### [What you are asked to do]
Word for word, restate every entry shown below.
====== Extracted material
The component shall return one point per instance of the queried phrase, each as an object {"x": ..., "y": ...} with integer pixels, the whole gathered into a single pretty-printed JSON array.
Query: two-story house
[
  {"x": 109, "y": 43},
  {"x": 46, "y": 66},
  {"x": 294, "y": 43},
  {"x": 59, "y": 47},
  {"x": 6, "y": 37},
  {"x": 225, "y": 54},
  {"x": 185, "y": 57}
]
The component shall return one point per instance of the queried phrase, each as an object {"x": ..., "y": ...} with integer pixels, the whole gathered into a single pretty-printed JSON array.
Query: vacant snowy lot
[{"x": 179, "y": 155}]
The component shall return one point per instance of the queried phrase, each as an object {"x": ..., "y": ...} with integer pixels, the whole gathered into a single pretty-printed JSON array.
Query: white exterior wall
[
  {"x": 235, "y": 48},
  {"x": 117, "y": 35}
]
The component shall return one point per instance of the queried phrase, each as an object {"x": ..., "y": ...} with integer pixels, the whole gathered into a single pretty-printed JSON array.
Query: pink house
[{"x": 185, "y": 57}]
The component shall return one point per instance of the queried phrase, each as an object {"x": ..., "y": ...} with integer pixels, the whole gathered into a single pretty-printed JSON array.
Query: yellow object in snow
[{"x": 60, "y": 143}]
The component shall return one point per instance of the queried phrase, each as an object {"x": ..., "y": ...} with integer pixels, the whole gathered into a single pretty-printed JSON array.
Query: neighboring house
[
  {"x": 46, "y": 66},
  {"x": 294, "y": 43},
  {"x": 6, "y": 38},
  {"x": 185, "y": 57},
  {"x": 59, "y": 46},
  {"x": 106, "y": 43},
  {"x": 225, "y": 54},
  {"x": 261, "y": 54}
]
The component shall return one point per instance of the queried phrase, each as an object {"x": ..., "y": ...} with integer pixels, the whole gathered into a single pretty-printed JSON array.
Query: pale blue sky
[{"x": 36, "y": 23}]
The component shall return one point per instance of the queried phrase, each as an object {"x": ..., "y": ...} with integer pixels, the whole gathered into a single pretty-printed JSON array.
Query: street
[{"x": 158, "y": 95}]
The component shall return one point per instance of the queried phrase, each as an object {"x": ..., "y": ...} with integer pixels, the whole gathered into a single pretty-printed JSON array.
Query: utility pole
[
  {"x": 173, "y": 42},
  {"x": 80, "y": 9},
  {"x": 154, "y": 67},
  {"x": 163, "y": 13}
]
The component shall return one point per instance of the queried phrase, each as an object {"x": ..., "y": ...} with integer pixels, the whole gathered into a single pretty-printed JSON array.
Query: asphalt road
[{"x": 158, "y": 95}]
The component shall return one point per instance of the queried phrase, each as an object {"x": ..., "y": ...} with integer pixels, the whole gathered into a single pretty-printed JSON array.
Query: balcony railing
============
### [Task output]
The component shall return one point per instance of the queried phrase, each as an object {"x": ..., "y": ...} with integer pixels, the whole gathered into a single pretty-printed JSON array.
Query: two-story house
[
  {"x": 109, "y": 43},
  {"x": 46, "y": 66},
  {"x": 294, "y": 43},
  {"x": 59, "y": 47},
  {"x": 6, "y": 37},
  {"x": 225, "y": 54},
  {"x": 185, "y": 57}
]
The component shall return one point per instance of the queried phrase, each as an object {"x": ..., "y": ...} with integer pixels, the whole gathered into a single pretty-printed JSON array.
Query: vacant snowy lot
[{"x": 179, "y": 155}]
The component shall return one point per instance of the queried phrase, each as an object {"x": ..., "y": ...} with integer pixels, the whole gathered into a single pretty-printed JSON array.
Query: white exterior wall
[
  {"x": 235, "y": 48},
  {"x": 117, "y": 35}
]
The component shall return one point per instance of the queried phrase, each as an object {"x": ..., "y": ...} with integer pixels, the whole gathered into a single pretty-printed JSON array.
Query: pink house
[{"x": 185, "y": 57}]
The component shall return one point per instance of the queried phrase, each as an object {"x": ..., "y": ...} with integer pixels, the whole gathered into a single pretty-printed JSON array.
Query: yellow object in snow
[{"x": 60, "y": 143}]
The component shall return one point per instance of the queried phrase, each as an object {"x": ..., "y": ...} with integer pixels, the whole gathered into a single pretty-printed JSON array.
Query: neighboring house
[
  {"x": 46, "y": 66},
  {"x": 294, "y": 43},
  {"x": 6, "y": 38},
  {"x": 185, "y": 57},
  {"x": 59, "y": 46},
  {"x": 106, "y": 43},
  {"x": 225, "y": 54},
  {"x": 261, "y": 54}
]
The component shall return one point per instance of the queried phrase, each as an object {"x": ..., "y": ...} with integer pixels, the whole gathered into a single pretty-printed JSON array.
Query: pale blue sky
[{"x": 36, "y": 23}]
The component shall return one point per instance of the queried phrase, each as an object {"x": ..., "y": ...} with integer pixels, the whole gathered into a single pretty-printed JSON array.
Query: street
[{"x": 158, "y": 95}]
The component shall return one point per instance of the queried phrase, each as an object {"x": ..., "y": ...} with integer pixels, the whole gathered into a single pretty-printed JSON array.
Query: utility pole
[
  {"x": 173, "y": 42},
  {"x": 80, "y": 9},
  {"x": 154, "y": 67},
  {"x": 163, "y": 13}
]
The component shall return one point per instance of the queried phrase, each as an object {"x": ..., "y": ...} with integer pixels, the whole gathered into a single pretty-printed JSON array.
Query: asphalt road
[{"x": 158, "y": 95}]
The component shall return one point per instance of the queried phrase, each as an object {"x": ..., "y": ...} with integer pixels, the whole gathered into a single pretty-printed JSON array.
Query: balcony railing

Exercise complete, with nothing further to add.